--- start of Provided data ---

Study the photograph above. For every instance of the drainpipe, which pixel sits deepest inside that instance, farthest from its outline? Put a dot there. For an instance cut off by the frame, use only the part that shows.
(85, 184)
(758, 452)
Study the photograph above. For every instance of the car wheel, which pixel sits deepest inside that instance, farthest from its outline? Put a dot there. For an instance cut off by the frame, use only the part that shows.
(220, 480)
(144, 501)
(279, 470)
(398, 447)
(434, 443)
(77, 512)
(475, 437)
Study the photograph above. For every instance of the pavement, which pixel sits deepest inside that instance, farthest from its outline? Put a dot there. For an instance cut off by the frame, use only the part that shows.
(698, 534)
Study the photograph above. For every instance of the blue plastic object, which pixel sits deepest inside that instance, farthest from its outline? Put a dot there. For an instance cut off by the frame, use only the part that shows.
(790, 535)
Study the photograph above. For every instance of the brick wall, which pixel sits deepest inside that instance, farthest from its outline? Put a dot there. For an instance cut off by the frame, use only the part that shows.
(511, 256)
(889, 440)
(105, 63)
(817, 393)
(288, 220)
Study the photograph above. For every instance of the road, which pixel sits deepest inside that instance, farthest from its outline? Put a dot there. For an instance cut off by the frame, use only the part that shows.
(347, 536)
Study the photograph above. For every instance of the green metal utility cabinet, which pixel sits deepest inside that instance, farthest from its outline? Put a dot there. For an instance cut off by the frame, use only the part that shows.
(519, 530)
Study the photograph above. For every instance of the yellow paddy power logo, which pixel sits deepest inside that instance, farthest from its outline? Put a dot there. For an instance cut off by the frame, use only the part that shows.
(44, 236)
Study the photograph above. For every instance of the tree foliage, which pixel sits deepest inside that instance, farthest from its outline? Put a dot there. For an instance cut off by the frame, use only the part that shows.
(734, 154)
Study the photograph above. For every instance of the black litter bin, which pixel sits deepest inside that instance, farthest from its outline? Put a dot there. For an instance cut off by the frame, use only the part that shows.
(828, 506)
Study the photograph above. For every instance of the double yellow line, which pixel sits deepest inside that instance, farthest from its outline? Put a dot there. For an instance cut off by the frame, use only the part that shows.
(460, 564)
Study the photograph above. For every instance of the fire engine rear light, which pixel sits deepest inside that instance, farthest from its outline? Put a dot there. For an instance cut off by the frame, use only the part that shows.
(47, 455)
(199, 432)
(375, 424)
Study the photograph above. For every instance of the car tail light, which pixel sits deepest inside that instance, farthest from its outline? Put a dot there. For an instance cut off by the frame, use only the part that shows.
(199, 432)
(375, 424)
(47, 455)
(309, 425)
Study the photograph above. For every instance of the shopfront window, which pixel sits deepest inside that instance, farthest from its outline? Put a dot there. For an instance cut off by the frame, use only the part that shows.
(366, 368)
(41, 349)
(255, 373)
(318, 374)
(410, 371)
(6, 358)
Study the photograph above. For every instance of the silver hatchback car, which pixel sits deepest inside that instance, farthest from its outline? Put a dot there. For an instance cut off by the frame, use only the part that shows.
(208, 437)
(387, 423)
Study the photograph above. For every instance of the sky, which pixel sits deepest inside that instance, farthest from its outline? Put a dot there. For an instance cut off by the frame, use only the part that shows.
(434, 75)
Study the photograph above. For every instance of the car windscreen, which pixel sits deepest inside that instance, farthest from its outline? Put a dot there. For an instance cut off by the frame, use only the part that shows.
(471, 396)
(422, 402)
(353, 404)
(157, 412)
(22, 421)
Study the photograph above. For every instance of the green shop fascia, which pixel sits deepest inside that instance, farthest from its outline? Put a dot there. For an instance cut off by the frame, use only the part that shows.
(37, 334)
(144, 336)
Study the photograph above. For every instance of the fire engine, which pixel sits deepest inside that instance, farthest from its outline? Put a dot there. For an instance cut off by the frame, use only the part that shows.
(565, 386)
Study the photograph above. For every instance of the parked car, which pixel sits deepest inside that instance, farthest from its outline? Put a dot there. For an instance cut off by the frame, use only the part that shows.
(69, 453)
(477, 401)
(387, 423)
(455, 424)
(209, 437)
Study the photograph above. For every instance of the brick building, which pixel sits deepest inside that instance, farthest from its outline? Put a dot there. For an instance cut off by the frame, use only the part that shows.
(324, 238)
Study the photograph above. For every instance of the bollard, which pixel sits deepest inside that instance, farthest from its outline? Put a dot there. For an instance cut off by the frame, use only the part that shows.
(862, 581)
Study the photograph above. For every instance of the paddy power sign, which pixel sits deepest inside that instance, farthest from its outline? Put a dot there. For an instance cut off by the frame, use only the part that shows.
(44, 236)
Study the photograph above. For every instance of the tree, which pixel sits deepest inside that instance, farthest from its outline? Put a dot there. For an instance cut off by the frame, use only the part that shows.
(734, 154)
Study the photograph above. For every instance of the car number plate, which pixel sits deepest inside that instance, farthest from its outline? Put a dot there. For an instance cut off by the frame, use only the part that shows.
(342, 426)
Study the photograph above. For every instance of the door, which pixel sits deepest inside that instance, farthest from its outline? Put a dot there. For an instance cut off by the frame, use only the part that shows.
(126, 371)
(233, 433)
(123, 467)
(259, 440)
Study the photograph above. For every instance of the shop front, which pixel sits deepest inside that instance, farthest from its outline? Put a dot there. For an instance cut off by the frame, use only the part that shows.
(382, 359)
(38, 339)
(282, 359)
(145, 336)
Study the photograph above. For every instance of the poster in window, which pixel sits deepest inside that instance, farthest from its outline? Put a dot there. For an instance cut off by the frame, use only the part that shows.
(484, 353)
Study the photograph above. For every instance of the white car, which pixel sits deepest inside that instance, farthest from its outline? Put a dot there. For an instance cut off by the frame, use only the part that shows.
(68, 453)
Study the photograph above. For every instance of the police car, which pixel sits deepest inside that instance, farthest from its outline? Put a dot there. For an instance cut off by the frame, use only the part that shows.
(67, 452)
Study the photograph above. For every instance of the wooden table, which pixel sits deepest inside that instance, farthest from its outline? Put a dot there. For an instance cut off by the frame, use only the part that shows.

--- end of Provided data ---

#### What to do:
Reproduce only the lines from the one containing "Study the photograph above. For every instance of the police" through the last line, requests included. Multiply every coordinate in the answers by 2.25 and round each result to a whole number, rounding halves up.

#### Complete answer:
Study the photograph above. For every instance of the police car, which pixel sits deepest inside that instance, farthest from its outline? Put a dot there. For an instance cut off by the frame, use only the part that shows.
(151, 1017)
Study the photograph above. For every instance of the wooden table, which pixel sits deepest inside that instance, farthest from its outline? Put a dot there. For an instance cut off by the frame, use only the part that shows.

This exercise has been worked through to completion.